RECORDS FOR THE TASK -
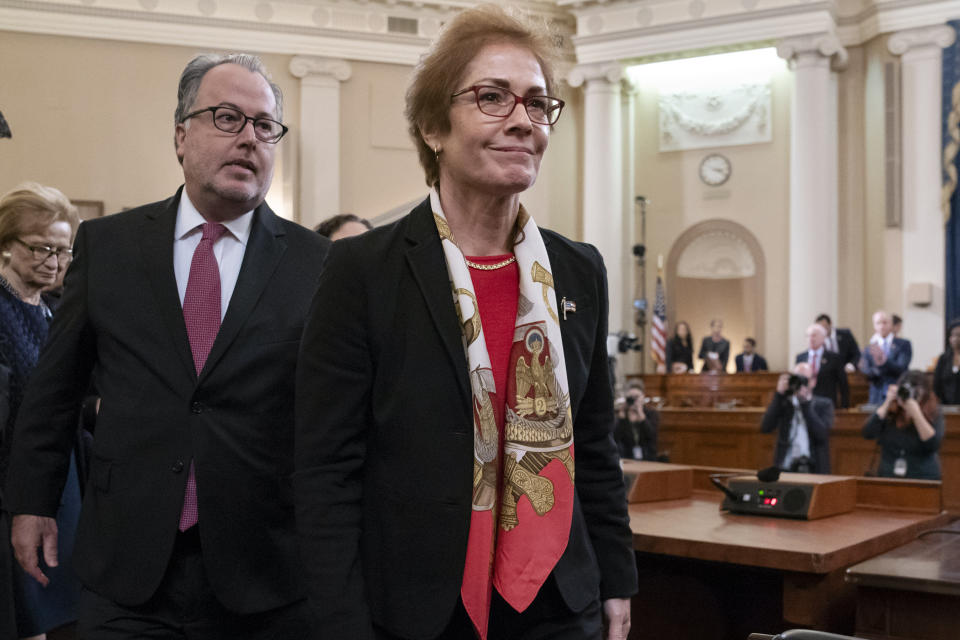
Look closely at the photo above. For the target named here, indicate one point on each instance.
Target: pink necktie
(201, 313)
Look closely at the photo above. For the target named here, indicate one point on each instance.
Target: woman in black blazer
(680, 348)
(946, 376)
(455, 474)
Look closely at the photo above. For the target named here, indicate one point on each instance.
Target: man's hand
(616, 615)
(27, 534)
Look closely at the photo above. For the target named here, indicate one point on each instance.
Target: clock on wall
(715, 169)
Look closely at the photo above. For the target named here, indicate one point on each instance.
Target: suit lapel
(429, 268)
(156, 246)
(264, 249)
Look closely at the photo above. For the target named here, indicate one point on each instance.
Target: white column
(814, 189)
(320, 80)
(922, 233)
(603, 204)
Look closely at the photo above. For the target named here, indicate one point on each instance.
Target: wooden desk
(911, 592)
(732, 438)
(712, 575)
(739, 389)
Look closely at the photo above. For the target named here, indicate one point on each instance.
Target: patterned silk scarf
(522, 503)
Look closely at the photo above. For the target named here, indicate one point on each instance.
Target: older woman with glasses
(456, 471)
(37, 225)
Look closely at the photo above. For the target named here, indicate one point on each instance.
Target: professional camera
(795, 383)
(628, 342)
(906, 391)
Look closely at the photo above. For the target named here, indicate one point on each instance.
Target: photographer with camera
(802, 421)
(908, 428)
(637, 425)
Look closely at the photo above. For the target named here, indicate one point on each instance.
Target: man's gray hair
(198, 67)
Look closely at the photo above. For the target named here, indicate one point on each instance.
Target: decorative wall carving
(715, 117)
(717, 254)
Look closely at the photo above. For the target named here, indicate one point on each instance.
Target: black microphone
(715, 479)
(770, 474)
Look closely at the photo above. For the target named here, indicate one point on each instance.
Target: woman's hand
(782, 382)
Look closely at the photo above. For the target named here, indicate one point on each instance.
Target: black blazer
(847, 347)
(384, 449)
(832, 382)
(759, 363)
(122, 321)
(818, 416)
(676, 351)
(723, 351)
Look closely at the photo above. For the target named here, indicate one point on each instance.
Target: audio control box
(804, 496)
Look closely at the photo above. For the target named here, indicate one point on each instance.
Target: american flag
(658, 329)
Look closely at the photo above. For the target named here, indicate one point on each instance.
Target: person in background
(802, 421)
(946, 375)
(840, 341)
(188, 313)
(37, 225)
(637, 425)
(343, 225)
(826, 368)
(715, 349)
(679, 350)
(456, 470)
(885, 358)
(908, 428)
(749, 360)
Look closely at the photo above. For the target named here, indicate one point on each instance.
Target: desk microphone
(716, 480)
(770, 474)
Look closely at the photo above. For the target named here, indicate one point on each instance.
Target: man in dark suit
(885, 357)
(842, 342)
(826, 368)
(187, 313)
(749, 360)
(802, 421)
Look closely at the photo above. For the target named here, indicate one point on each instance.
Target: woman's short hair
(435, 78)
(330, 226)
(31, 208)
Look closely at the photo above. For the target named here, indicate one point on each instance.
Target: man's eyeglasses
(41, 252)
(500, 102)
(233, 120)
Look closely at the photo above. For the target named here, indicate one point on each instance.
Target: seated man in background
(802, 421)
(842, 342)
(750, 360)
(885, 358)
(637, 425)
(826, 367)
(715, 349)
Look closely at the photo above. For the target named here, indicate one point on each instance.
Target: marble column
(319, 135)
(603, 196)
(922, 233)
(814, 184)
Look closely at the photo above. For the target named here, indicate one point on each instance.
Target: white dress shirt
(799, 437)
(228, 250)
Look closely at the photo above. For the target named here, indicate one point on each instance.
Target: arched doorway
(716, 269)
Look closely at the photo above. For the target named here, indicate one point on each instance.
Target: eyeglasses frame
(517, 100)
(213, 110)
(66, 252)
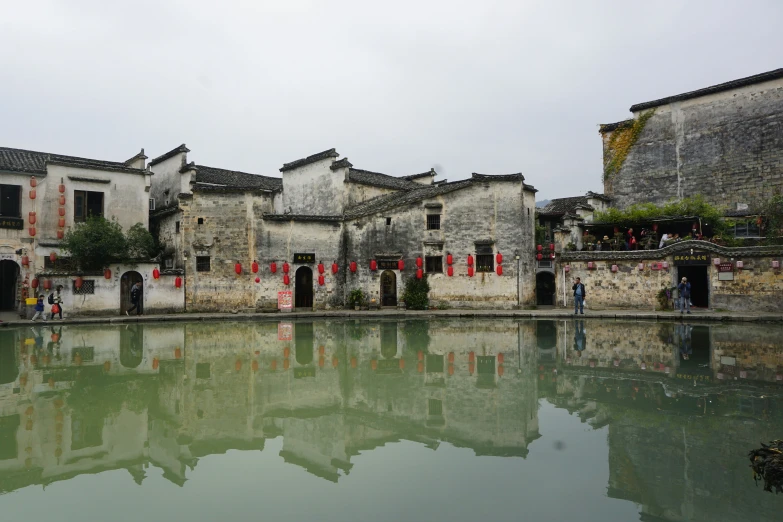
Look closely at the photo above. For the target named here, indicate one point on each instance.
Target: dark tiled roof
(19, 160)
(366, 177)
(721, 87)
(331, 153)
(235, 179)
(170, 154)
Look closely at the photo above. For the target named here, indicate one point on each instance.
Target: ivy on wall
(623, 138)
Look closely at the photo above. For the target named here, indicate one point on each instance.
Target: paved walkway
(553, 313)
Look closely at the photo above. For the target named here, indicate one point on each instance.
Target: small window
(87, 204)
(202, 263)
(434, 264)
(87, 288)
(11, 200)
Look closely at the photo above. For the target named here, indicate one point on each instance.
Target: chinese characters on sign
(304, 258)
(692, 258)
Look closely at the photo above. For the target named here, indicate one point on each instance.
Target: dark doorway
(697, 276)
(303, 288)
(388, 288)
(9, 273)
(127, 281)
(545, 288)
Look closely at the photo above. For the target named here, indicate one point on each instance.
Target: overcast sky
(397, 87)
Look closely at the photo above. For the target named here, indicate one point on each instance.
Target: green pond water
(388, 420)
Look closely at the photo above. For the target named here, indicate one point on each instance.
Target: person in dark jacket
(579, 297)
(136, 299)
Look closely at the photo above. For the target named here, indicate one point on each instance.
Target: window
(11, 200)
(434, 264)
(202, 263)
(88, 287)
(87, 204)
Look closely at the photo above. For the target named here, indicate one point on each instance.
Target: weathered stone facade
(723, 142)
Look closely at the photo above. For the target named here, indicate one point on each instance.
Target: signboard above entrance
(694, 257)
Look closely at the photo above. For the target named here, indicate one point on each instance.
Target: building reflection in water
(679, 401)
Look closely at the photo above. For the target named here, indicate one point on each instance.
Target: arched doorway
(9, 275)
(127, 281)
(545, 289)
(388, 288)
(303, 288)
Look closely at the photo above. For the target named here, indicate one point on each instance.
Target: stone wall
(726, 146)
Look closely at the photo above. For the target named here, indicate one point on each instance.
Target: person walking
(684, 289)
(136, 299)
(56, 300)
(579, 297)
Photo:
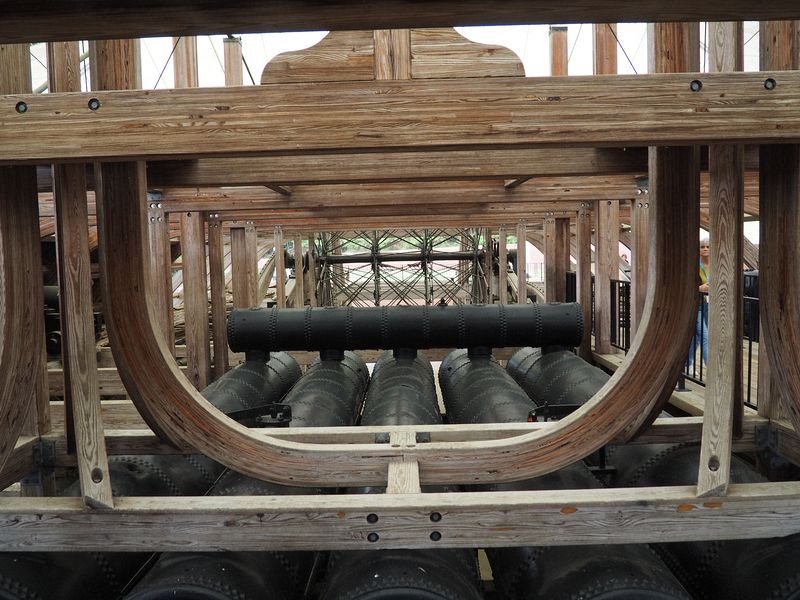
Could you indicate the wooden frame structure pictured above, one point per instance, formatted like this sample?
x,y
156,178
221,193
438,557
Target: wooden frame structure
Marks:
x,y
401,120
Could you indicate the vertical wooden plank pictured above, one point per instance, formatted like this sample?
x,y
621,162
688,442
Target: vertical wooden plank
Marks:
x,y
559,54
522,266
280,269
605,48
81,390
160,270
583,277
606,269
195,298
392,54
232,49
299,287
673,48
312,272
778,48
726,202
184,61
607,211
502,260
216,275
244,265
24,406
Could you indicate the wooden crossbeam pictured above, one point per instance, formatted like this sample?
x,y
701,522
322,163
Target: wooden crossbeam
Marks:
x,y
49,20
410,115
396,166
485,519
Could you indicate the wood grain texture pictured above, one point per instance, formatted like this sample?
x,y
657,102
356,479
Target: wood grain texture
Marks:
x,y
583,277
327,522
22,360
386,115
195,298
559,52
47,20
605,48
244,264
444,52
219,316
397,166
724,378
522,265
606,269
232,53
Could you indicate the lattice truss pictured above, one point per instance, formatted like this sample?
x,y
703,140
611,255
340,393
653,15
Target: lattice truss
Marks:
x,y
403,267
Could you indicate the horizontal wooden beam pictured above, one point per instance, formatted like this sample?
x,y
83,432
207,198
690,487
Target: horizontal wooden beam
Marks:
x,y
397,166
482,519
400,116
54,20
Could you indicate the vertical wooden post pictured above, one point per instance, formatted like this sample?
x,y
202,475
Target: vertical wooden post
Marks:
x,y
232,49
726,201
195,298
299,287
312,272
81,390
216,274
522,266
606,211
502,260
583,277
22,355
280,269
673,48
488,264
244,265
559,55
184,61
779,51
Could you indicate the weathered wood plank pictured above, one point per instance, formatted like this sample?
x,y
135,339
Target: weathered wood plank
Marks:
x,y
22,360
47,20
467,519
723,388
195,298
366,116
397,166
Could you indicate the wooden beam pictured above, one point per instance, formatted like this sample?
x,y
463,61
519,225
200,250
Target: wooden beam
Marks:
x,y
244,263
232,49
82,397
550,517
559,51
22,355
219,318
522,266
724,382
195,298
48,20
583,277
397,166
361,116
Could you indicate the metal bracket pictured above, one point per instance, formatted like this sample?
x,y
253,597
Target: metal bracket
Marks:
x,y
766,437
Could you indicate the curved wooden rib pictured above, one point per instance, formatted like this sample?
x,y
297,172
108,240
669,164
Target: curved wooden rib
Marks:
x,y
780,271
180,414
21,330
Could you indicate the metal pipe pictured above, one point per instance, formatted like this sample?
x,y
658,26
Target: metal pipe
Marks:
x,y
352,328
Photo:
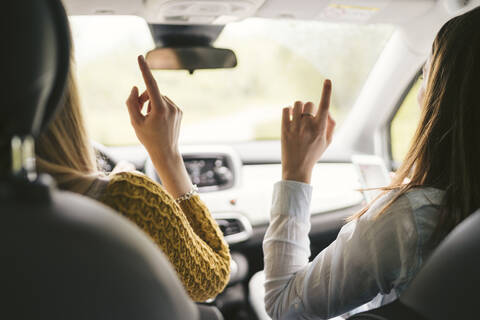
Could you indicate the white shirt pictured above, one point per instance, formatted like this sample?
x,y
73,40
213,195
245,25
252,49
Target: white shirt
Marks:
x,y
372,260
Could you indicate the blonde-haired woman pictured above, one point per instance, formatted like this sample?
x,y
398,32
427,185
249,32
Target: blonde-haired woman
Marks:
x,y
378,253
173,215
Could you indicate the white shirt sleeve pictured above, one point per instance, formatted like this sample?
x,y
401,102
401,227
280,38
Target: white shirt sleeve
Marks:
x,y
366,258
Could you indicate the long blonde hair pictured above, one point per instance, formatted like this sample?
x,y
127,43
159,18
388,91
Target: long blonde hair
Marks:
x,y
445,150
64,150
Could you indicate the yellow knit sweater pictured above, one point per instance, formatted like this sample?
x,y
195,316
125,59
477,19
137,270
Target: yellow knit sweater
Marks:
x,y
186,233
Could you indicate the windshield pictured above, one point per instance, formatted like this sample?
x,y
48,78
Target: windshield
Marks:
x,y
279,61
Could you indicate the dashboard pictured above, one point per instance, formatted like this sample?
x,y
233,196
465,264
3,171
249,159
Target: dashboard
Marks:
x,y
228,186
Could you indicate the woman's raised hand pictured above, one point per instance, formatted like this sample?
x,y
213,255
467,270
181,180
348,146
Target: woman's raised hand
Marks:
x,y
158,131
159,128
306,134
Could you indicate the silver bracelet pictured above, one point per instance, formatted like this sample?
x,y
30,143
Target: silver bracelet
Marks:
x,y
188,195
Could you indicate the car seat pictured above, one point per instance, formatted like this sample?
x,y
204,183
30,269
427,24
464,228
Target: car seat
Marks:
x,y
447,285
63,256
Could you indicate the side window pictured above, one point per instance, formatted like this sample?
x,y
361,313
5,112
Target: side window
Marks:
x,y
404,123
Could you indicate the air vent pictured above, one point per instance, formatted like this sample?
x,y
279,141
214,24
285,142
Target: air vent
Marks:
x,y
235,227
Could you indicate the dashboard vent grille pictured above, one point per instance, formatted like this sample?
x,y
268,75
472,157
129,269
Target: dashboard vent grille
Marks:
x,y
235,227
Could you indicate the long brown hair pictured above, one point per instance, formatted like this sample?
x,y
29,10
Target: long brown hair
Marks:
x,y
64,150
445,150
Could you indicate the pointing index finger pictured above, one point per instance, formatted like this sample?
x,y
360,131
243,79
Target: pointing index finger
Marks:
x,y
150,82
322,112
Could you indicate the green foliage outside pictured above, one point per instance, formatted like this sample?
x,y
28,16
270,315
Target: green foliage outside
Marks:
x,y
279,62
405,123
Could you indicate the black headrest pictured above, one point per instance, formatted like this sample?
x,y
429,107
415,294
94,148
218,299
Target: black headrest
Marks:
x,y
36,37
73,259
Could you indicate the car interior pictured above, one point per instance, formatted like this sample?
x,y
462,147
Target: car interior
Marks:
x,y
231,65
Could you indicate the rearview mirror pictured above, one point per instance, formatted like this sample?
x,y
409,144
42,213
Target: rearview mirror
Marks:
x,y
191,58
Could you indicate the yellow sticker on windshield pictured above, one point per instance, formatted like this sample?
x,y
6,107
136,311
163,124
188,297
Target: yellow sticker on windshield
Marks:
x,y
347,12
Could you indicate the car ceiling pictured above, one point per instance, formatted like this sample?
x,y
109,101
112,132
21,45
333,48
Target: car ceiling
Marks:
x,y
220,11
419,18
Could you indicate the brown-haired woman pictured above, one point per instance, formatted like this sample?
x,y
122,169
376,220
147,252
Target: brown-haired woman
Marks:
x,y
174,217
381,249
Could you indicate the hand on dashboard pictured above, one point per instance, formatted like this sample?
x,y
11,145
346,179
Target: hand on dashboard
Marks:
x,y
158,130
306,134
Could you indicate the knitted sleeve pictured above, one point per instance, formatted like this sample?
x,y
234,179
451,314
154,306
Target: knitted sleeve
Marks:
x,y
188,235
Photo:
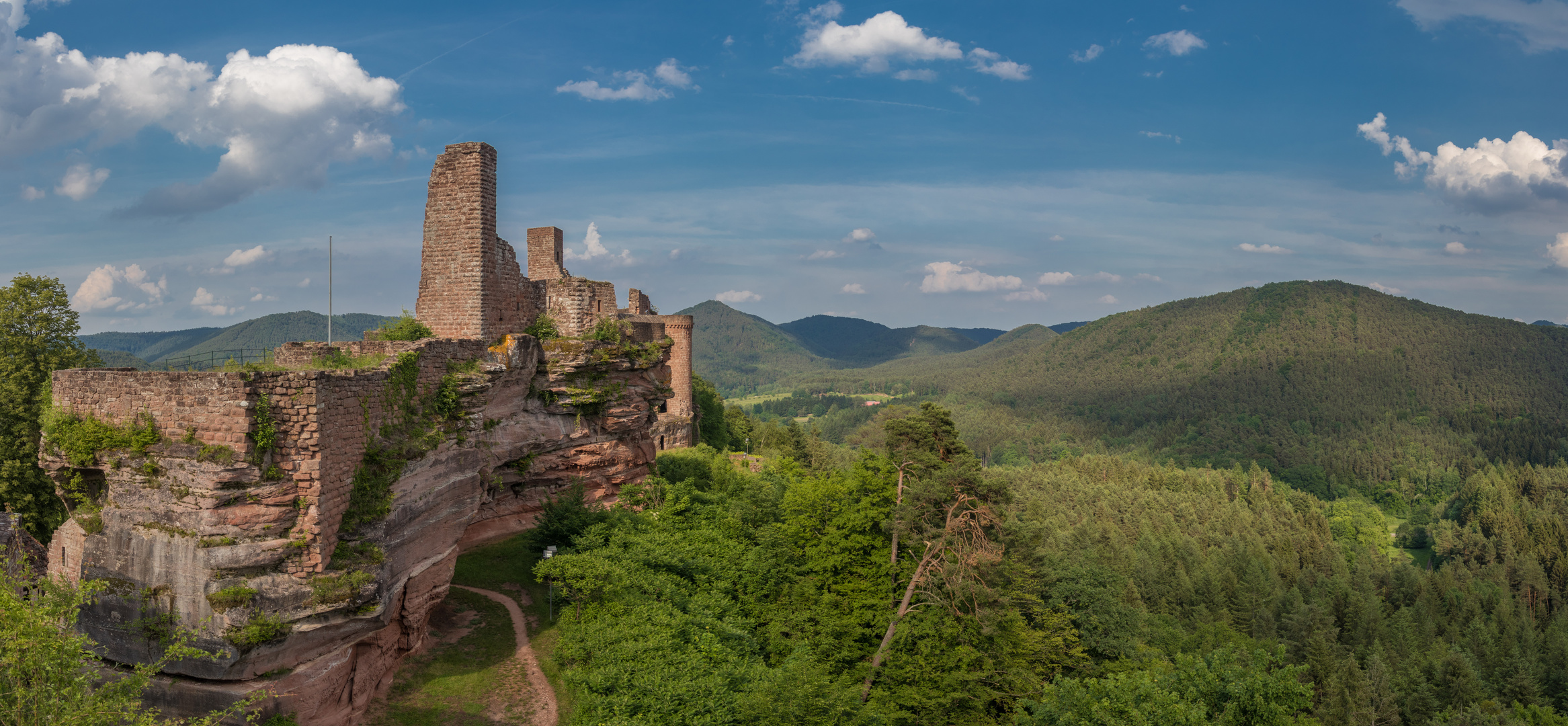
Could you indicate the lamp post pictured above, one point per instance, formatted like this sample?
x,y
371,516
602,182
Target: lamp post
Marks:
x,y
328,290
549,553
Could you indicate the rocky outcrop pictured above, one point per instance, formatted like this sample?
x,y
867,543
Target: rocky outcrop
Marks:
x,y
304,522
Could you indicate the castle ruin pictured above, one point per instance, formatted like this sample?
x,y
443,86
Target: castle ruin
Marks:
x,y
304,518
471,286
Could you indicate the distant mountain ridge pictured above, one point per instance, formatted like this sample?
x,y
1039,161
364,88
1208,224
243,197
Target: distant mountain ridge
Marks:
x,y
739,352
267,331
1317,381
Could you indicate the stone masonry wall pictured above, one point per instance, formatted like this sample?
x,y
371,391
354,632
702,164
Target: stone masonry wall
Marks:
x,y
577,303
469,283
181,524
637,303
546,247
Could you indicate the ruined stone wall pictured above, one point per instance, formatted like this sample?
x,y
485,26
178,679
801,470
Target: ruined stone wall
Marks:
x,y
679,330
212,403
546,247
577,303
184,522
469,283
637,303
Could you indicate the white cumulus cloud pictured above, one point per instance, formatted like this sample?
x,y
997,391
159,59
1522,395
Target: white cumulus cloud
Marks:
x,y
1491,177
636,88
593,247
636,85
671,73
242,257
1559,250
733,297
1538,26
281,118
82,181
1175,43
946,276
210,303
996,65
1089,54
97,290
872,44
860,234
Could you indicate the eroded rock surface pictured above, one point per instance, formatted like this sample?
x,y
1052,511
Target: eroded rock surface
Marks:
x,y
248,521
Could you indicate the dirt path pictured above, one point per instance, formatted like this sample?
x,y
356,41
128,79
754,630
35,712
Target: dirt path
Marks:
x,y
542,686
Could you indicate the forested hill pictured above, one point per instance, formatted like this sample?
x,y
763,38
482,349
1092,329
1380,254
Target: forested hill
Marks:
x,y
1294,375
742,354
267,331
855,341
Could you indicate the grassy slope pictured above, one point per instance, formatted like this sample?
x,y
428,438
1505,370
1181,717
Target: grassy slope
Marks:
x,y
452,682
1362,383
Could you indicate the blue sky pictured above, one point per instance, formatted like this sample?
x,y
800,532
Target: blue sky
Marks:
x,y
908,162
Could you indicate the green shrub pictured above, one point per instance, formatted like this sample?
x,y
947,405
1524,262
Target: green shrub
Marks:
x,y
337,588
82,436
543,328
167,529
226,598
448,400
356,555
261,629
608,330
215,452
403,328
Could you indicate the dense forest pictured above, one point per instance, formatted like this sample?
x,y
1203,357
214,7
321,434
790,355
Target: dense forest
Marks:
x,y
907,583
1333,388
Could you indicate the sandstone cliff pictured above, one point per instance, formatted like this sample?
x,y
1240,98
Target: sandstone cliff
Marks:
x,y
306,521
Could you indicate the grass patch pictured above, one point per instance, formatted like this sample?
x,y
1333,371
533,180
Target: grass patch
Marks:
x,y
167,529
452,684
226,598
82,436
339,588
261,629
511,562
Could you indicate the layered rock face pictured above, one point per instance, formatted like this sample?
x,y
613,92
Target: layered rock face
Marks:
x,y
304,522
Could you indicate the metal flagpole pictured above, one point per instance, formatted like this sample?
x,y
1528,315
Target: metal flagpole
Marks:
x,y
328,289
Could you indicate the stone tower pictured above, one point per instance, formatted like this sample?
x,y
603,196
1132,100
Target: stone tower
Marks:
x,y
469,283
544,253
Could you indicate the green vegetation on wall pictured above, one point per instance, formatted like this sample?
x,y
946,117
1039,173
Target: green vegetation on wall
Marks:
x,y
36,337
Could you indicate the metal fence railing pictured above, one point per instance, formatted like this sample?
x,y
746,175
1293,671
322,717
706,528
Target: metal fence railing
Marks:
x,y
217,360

EXERCISE DIRECTIONS -
Your answer should consist only of the lines from the one with "Could you indicate the stone tower" through the end of the data above, reproduced exactly.

SOLUTION FOR THIS EXERCISE -
Could you indicate the stone tower pictured above, one point per instance, formatted like this sample?
x,y
603,196
1132,100
Target: stone tower
Marks:
x,y
469,283
544,253
Could you indicate the green vegetation on wall pictured above, one point per instance, formatted like this sample?
x,y
946,117
1039,173
Target: green vegetation on wall
Marks:
x,y
36,337
Could you indicate the metal fence railing pictured above, one point per instance, formatted like this sample?
x,y
746,175
1293,671
322,717
706,528
Target: metal fence railing
Marks:
x,y
217,360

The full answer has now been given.